いまも世間は強力な力をもつ 慈悲型資本主義 その3

世間の強力な実行力


世間なんて倫理圏はいまだにあるのか、古くさいという考えはあるが、実際は日本人は法よりも、世間に訴えることが多い。世間に正義があり、法さえ超えて、日本人を正しく導くと考える。西洋の国家と市民もいう対立構図が日本にないのは、世間では一体だから。首相だろうが、世間の一員で、最後は世間のために働く。首相と言っても、一時期の職分で、おおもとは世間の一員で、世間に反すれば、家族、一族、さらに子々孫々に制裁を受ける。世間はこのような物理的な実行力を持つから強い。ベッキーは世間的に抹殺されて、家族も苦しい思いをしているだろうし、このまま結婚して子供を産めば、子供はずっと後ろ指を指されつづける。

その意味では、テレビは世間を日本人全体に広げて、倫理を調整するのに役立った。現代ではネットもしかり。ネットはグローバルのようでローカル。日本語圏で閉じている。でもネットは分散的で、共有性が低い。だから炎上させて、テレビなどマスコミに取り上げてもらい、また炎上する、それをテレビがネタにするというメディア圏として働く。




ネーションと世間


ネーションと世間の違いはなにか?ネーションは近代のグローバル化の中で、各国の富国強兵が目指される中で、国に生まれた「想像の共同体」。ナショナリズム。主に国の標準語、国語の教育で生まれたと言われる。

世間は日本人だけの独特な倫理圏。今でも、「世間体を考える」、「世間が許さない」、「世間のみなさまにご迷惑をかけて申し訳ありません」など、日本人は語る。世間とはもともと仏教用語で、世界のこと。外はない。仏教的な倫理が共有されているだろう世界。おそらく世間が今のように、日本人全体のように考えられるのは、近代のネーションの形成と混同されてからだろう。




極楽と地獄と世間


では、世間の倫理とはなにか?なにを基準に善悪を決めるのか。その基本は、近代以前に、日本人の倫理の基準だった仏教の無我であり、慈悲。世間とは慈悲圏。慈悲とはエコノミーであり、より身近でないものに多くを与えること。ミウチよりセケンのために。日本人が職場に家族の写真を飾らないのは、ソトにミウチを持ち込み自慢することだから。ウチよりソトを重視する姿勢が慈悲の善。ベタに言えば、武士がお家のために自分を、家族を犠牲にするまで、溯れる。

近代法と異なる倫理が、各国にもあるだろう。それぞれのローカルな倫理の中で、日本人の世間は特殊だ。すなわち日本人という特徴を最も表している。国の倫理には、国の倫理を統一することの難しさがある。多くの国は多民族、他宗教で、倫理統一が難しいから、国の中でも、バラバラだか、だからこそグローバルスタンダードな近代法が重要となる。

日本は、宗教なく、擬似的単一民族で、江戸時代からの日本人に共有された世間の倫利がある。だから近代法と並列に存在しても、みんな納得する。すなわち江戸時代から、仏教的倫理の慈悲が生き残っている。

資料:

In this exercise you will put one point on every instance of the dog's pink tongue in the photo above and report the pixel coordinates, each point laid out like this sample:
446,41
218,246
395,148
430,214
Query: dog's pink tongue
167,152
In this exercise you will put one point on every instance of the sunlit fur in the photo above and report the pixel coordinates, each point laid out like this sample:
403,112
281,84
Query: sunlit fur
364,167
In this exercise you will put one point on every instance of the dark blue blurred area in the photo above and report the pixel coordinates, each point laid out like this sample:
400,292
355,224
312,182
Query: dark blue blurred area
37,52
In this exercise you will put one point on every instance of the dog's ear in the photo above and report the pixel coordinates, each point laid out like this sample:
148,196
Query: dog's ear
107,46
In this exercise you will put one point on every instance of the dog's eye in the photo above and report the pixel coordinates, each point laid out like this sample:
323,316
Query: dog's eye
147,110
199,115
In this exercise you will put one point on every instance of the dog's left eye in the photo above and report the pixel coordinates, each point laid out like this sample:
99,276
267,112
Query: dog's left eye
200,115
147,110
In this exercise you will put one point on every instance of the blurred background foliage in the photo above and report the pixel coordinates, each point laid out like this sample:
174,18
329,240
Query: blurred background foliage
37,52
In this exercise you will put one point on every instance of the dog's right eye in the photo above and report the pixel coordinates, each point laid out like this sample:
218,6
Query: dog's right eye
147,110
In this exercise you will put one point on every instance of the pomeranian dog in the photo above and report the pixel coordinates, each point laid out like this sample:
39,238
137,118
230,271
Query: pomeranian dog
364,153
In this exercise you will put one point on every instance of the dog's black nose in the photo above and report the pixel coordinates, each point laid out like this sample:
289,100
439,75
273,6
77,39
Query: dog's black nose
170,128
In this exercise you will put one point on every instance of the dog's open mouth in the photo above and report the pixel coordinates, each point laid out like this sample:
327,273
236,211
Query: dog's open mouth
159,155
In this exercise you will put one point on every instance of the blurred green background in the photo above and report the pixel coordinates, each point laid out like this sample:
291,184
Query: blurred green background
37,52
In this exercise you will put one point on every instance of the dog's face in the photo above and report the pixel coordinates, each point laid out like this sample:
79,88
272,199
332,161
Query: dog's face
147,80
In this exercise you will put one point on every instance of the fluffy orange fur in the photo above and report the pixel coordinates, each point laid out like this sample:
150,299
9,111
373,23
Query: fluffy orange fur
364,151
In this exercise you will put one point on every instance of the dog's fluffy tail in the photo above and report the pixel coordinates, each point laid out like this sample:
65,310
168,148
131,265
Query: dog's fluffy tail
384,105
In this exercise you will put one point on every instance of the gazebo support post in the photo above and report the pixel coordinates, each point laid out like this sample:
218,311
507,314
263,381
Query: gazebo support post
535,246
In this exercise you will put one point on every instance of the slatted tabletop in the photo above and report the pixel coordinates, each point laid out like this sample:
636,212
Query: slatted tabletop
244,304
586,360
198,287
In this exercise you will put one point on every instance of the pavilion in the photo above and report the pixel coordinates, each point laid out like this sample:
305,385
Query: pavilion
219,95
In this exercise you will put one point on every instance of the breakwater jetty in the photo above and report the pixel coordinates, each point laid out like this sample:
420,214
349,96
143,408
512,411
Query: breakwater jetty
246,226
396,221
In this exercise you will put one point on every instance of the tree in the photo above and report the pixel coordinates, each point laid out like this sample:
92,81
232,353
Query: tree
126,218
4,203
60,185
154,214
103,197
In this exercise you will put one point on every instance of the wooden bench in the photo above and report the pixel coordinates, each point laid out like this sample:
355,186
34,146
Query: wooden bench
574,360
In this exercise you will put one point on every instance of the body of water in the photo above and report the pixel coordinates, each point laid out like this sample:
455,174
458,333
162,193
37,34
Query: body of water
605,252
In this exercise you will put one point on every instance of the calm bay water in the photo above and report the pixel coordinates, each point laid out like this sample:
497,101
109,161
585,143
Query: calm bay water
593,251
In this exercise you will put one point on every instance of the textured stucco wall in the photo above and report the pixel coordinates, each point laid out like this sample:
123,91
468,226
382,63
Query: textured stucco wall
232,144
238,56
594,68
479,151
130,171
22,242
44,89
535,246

取り組む課題:
1. 世間について述べた本文のうち、「では、世間の倫理とはなにか?」から「倫理の慈悲が生き残っている。」までの部分を、「慈悲」を「思いやり」に切り替えたうえで改めて示してください。
2. 世間について述べた本文によれば、「世間」という語はもともと何の用語で、何を意味していましたか。

課題別の解答:
1.
では、世間の倫理とはなにか?なにを基準に善悪を決めるのか。その基本は、近代以前に、日本人の倫理の基準だった仏教の無我であり、思いやり。世間とは思いやり圏。思いやりとはエコノミーであり、より身近でないものに多くを与えること。ミウチよりセケンのために。日本人が職場に家族の写真を飾らないのは、ソトにミウチを持ち込み自慢することだから。ウチよりソトを重視する姿勢が思いやりの善。ベタに言えば、武士がお家のために自分を、家族を犠牲にするまで、溯れる。

近代法と異なる倫理が、各国にもあるだろう。それぞれのローカルな倫理の中で、日本人の世間は特殊だ。すなわち日本人という特徴を最も表している。国の倫理には、国の倫理を統一することの難しさがある。多くの国は多民族、他宗教で、倫理統一が難しいから、国の中でも、バラバラだか、だからこそグローバルスタンダードな近代法が重要となる。

日本は、宗教なく、擬似的単一民族で、江戸時代からの日本人に共有された世間の倫利がある。だから近代法と並列に存在しても、みんな納得する。すなわち江戸時代から、仏教的倫理の思いやりが生き残っている。

2. もともとは仏教用語で、世界を意味していました。